Task statement -
All records below are to be duplicated exactly, with every picture excluded.

Stored data entries:

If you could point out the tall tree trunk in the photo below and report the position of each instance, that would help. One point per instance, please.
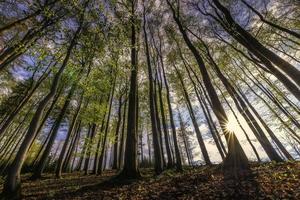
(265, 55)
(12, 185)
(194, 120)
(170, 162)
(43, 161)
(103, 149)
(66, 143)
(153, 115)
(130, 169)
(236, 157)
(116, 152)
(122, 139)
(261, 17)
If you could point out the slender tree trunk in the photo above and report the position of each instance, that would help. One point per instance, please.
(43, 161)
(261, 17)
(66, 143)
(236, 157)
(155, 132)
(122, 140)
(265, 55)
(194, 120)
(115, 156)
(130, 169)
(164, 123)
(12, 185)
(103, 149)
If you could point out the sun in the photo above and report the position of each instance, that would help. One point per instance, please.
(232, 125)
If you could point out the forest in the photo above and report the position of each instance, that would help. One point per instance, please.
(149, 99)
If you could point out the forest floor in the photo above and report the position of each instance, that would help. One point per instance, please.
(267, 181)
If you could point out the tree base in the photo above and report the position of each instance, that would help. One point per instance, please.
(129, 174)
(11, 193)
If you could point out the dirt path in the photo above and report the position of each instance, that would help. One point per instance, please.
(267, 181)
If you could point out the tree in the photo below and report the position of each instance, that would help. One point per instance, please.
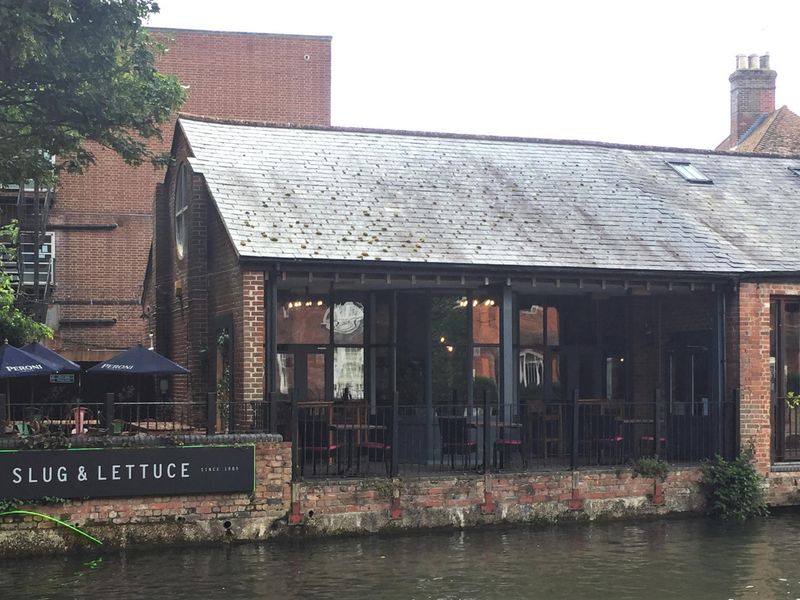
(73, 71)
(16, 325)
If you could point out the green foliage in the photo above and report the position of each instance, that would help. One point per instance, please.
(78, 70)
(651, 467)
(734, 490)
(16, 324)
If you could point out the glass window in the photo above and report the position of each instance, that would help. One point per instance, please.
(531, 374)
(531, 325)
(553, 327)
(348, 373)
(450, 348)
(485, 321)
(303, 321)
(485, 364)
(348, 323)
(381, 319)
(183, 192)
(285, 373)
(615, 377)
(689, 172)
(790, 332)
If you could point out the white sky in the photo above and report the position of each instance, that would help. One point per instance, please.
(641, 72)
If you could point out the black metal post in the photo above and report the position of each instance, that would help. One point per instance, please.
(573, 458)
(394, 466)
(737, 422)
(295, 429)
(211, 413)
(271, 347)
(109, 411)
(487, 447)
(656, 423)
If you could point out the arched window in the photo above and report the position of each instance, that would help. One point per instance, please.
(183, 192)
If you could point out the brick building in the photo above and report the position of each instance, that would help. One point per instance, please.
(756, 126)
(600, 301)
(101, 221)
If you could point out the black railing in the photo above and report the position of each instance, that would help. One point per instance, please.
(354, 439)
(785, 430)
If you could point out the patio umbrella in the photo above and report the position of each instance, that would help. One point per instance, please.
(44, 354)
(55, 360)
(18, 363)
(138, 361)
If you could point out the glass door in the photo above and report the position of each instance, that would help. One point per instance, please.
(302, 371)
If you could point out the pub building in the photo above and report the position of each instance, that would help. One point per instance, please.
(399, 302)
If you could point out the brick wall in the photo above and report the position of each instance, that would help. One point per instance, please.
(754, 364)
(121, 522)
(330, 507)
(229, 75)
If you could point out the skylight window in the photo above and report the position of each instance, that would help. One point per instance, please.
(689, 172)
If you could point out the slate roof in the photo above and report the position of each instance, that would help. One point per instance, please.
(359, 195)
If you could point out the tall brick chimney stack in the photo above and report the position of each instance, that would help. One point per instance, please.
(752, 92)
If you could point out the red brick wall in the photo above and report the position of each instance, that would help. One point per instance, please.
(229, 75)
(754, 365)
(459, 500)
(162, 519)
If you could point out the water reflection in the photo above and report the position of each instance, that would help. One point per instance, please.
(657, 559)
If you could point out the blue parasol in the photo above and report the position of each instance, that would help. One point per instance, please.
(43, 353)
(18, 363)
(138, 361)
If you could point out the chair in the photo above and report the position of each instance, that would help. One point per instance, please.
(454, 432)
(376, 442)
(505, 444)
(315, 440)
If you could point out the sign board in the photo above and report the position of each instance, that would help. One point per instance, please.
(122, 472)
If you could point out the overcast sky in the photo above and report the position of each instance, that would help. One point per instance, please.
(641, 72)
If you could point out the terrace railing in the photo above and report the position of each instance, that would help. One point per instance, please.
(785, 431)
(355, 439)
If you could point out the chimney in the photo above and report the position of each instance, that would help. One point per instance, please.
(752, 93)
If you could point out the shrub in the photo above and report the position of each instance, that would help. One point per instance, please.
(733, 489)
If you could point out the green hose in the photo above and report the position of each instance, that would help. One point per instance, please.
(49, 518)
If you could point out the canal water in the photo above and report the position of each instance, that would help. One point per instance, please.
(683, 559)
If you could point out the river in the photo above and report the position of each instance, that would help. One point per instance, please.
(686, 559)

Exercise result -
If you could point out the tall tree trunk in the photo below and report the position of each instance, that would help. One point per instance, please.
(265, 55)
(12, 185)
(194, 120)
(170, 162)
(43, 161)
(103, 149)
(66, 143)
(153, 115)
(130, 169)
(236, 157)
(116, 152)
(122, 139)
(261, 17)
If you could point out the slender tree trunk in the photo above and report the position of each instance, that would help. One point per instance, please.
(43, 161)
(261, 17)
(66, 143)
(236, 157)
(155, 132)
(122, 140)
(265, 55)
(194, 120)
(115, 156)
(130, 169)
(164, 123)
(12, 185)
(103, 149)
If you could point out the sun in the photo above and report the position of each instance, that would help. One point per instance, please.
(232, 125)
If you could point out the forest in the photo above and report the position of each instance, that would help. One point per instance, please.
(149, 99)
If you could point out the forest floor in the photo above and report the position of each instance, that would help. One point per instance, please.
(267, 181)
If you could point out the tree base in the photo above and report the position of each instance, that would help. One point per instance, please.
(129, 174)
(11, 193)
If you could point out the dirt path in the photo above and report the position of each instance, that would help. One point per instance, please.
(267, 181)
If you could point out the tree in the photo below and report the position of each instance, that would help. One point per instance, please.
(73, 71)
(16, 325)
If you could point out the green foliage in the photo above and report the position of each instance, that would help. One point per instance, please.
(78, 70)
(651, 467)
(734, 490)
(16, 324)
If you could point out the glass window in the photo above and report the position of each instance, that would help. One point per instance, please.
(531, 374)
(531, 325)
(553, 327)
(348, 373)
(450, 348)
(485, 321)
(303, 321)
(485, 364)
(348, 323)
(381, 319)
(183, 192)
(285, 373)
(615, 377)
(689, 172)
(790, 332)
If you could point out the white sky in the photo above and report the position of each instance, that would help. One point per instance, please.
(641, 72)
If you could point out the black metal post in the photo above and report the position of each instance, that would help. One point per instance, please.
(573, 458)
(394, 466)
(737, 422)
(295, 429)
(211, 413)
(271, 347)
(109, 411)
(487, 447)
(656, 423)
If you could point out the arched window in the photo above and report the position of each instance, that would help. One point per instance, please.
(183, 192)
If you could point out the brick building in the photo above and report the position of each instance, that would help. One point per instance, please.
(756, 126)
(600, 301)
(101, 221)
If you could point out the black railing in the photo above and report the position of each instance, that would help. One point per instance, please.
(354, 439)
(785, 430)
If you could point out the patio umbrella in the photo above and report the position of each instance, that would help. One point per instance, please.
(44, 354)
(55, 360)
(18, 363)
(138, 361)
If you could point out the glass door in the photo above and report the position of each instance, that would help. One point per instance, please.
(302, 371)
If you could point out the pub building in the photo above and report the position of each instance, that would help. One point per instance, please.
(399, 302)
If you could point out the brick wall in the photo above and report the position of each instance, that would help. One point per instance, please.
(754, 364)
(121, 522)
(330, 507)
(229, 75)
If you could point out the skylight window in the photo above and report the position of each instance, that would help. One point per instance, please.
(689, 172)
If you could point out the slate roof in the photo above and report the position of each instance, that would help. One point per instance, please.
(359, 195)
If you could point out the tall brick chimney stack in the photo above and report the position of each instance, that would help. One point per instance, please.
(752, 92)
If you could point out the red brick wall in the photo above and report the position of each instance, that would help. One point per instance, please.
(229, 75)
(754, 365)
(459, 500)
(162, 519)
If you could point out the water reflection in the photo above and report the position of each instance, that would help. One point per instance, please.
(657, 559)
If you could point out the blue parasol in the photo above and report the position of each instance, that would help. One point per instance, please.
(43, 353)
(18, 363)
(138, 361)
If you could point out the chair in the photo above and report the position of each instance, that would help. One point per instance, please.
(454, 432)
(376, 442)
(505, 444)
(315, 440)
If you could point out the sign board in the photo above and report the position of each instance, that would help. One point per instance, please.
(122, 472)
If you could point out the overcast sky in the photo above and report the position of each instance, that would help. One point per instance, please.
(641, 72)
If you could point out the terrace railing in the photo above and report the position of each instance, that would help. One point per instance, please.
(785, 431)
(355, 439)
If you could point out the chimney in the photo above and report the position of each instance, that would help. One point per instance, please.
(752, 93)
If you could point out the shrub in the photo above and report the position of each instance, that would help. One point per instance, please.
(733, 489)
If you could point out the green hose in the photo above and report the position of each instance, that would help. One point per instance, please.
(49, 518)
If you could point out the canal water in the photo above and report the position of each instance, that would help. One point per instance, please.
(683, 559)
If you could point out the river in the photo above and report the position of each instance, that would help. One point per instance, please.
(686, 559)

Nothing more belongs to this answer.